__Work instructions__.
A. In the blog entry about "Empire of Light," which actor carries over from the previous day's film?
B. Continue the blog entry about "Empire of Light," starting after its last sentence.
Source text Start Marker
Sunday, September 3, 2023

Empire of Light

Year 15, Day 246 - 9/3/23 - Movie #4,536

BEFORE: I suddenly realize that I might have, very accidentally, programmed the perfect set of Labor Day weekend films - FOR ME, that is.  I work part-time at a movie theater that's owned by a NYC college, and yesterday's film had Indiana Jones teaching at a different NYC college, and today's film is set mostly in a movie theater.  That would be weird if I weren't totally used to my own version of subconscious programming - there are no coincidences, after all, there are only the connections to my life and the calendar that I've witnessed, over and over again.  We'll see what tomorrow's film brings, and whether there's any connection to Labor Day.

(Yes, I realize Labor Day is very easy to program for, as long as any character in the film has some kind of job, well, that counts, doesn't it?  Sure, one year I programmed a film TITLED "Labor Day", but that can really only happen once - the rest of the time, I'm relying on the linking method to bring appropriate films to the top of the screening list at the appropriate times. My past Labor Day weekend films over the years have included "Genius", "Things You Can Tell Just By Looking at Her", "The Old Man & The Gun", "Horrible Bosses 2", "The Paper", "To Sir, with Love", "9 to 5" and "How to Succeed in Business without Really Trying".  Hey, I find the connections where I can...)

Toby Jones carries over from "Indiana Jones and the Dial of Destiny". 


THE PLOT: A drama about the power of human connection during turbulent times, set in a movie theater in an English coastal town in the early 1980's.
Source text End Marker
Material shown Start Marker
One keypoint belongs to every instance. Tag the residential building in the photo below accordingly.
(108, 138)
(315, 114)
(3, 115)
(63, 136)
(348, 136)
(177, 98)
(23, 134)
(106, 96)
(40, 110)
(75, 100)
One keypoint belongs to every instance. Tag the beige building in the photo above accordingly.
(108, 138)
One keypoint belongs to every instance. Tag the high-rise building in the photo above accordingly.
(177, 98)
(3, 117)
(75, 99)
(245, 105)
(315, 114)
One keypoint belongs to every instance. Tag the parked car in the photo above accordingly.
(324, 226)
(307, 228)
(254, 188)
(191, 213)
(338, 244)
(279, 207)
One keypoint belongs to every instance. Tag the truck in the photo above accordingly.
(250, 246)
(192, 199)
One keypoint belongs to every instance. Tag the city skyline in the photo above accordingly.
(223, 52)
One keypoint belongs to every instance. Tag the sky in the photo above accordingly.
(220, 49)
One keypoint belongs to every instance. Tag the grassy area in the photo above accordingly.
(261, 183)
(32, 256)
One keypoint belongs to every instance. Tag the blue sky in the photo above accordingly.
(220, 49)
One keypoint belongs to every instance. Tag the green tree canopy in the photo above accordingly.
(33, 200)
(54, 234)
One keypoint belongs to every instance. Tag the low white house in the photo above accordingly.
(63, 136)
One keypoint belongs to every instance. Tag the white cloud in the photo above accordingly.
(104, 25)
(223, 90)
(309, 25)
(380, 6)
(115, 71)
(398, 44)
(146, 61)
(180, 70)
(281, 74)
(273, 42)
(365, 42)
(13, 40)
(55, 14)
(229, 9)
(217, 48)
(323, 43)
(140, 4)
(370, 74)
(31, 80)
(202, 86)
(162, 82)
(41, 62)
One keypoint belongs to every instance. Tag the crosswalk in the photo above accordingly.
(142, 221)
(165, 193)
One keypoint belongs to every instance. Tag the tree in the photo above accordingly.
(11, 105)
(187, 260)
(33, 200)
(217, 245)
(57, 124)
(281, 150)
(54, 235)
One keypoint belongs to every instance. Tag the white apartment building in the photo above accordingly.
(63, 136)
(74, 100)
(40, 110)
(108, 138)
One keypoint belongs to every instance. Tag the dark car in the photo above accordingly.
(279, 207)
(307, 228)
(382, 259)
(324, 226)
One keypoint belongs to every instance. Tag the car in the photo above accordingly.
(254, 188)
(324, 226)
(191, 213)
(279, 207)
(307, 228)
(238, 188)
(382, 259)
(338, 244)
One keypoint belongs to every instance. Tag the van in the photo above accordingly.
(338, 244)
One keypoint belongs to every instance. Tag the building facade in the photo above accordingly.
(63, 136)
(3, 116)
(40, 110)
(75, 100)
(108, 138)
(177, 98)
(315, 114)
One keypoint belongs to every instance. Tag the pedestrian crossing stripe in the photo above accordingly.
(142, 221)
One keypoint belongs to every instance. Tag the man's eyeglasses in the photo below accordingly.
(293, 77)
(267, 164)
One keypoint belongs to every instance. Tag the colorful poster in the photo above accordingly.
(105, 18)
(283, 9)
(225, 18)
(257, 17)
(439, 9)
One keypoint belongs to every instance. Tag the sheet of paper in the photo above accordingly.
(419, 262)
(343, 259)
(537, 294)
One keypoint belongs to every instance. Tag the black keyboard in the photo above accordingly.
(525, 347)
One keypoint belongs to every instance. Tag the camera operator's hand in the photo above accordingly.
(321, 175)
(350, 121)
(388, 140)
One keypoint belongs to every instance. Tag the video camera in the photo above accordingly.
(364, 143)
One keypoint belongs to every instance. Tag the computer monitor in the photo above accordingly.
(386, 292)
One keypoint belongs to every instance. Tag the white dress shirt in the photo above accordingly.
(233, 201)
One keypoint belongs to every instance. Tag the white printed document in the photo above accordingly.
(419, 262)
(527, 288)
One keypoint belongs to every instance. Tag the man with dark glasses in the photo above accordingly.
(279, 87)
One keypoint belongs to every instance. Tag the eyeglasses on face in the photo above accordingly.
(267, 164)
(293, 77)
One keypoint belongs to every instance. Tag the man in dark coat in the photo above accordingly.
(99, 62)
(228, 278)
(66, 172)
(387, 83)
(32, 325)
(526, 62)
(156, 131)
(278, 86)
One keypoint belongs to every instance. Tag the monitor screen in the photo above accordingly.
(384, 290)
Material shown End Marker
__Answers for the exercise__.
A. Toby Jones, who carries over from "Indiana Jones and the Dial of Destiny."

B.
AFTER: Yeah, this one kind of had me right from the jump - it opens with someone unlocking a movie theater and turning on the lights, getting things ready to open, which is something I do maybe three or four times a week now.  So this felt very familiar, and then getting into all the different people who work there, their different positions, the relationships between them, yeah, this was right up my alley, despite being set in the U.K. in the 1980's.  But I did work in movie theaters myself during the mid 80's, one in Massachusetts the summer before my senior year at NYU, and then one in New York during the summer of 1986, just after graduation.  I figured it was a great job to have, mostly nights and weekends, while looking for a full-time gig.  But three months after getting the job, two directors I'd worked for as a P.A. happened to come to that theater, and I tore their tickets, but they remembered me and suggested that I come work for them.  So I left the movie theater job and didn't come back to it until 2021, about 35 years later.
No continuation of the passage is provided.